• [Source]
::::::::

Conclusion. Chronotopes of Re-presentation

When I embarked on this journey though Griko I was often told that there was no point in learning a language that only the elderly used and mastered—‘a language of the past.’ Indeed, I was often confronted with what seemed at the time a rather resigned attitude. It is not surprising that, having long dealt with the chronicle of Griko’s death foretold, locals have internalized the scholarly predicament of Griko as a ‘dying language.’ This ethnography has confirmed that Reversing Language Shift (à la Fishman 1991)—reintroducing Griko as a language of daily communication—is not a project locals have faith in; more to the point, it is not what they now expect or strive for, and this is probably the least contested aspect of this story. One could interpret this resigned attitude as inevitable in the face of a reality that includes only a limited pool of speakers and of people engaged with or learning the language. In this book I have shown, however, how this eternal precarity of Griko—whether perceived or real—has also fueled the moral imperative to preserve it, leading some locals to strive to keep Griko ‘alive,’ as it were. Or rather, I have shown the multiple ways in which these locals live with Griko, highlighting the activities they promote, the cultural rules they follow, and the ideological references they evoke. By debating, performing, singing, and composing in—or translating into—Griko, they express their multiple understandings, feelings, and ideas about the role of this language in both the past and the future.

::::::::

• [Instruction 1] In the Griko passage, what was the author often told at the start of this journey?
• [Instruction 2] Carry on writing the Griko passage, picking up after its final sentence.
The data after this point come from a separate, unrelated source.

• [Data segment]
::::::::

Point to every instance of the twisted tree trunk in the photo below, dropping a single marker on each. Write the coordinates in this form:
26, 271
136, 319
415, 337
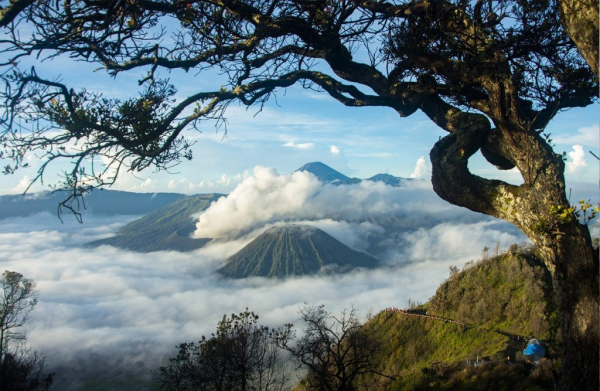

::::::::

• [Exercise output 1] That there was no point in learning a language that only the elderly used and mastered, "a language of the past."

• [Exercise output 2]
Through this process Griko keeps forming part of the textures of these locals’ lived experiences, acquiring a meta-meaning that has not just replaced but overtaken its value and function as a language of communication. The use of Griko for performative and artistic purposes has indeed increased while its use as a vehicle to convey information has progressively faded; ultimately, the more Griko seems to be ‘dying,’ the more it is being performatively ‘resurrected’ in a dialectical process. But Griko is not simply used for performative and artistic purposes; I contend that it is precisely through the conscious and intentional use of Griko that linguistic identities are performed—however limited, partial, and circumstantial such use may be. Instead of treating this phenomenon as a failure, I consider it a cultural performance in itself, a reenactment of the value infused in Griko and in its cultural distinctiveness. This led me to argue that the revival of Griko is ideological in nature, as it is based on a broader reevaluation of the past and its cultural manifestations, in a reflexive negotiation of being-in-time. Griko has ultimately become a post-linguistic resource and a metalanguage for talking about the past in order to position oneself in the present.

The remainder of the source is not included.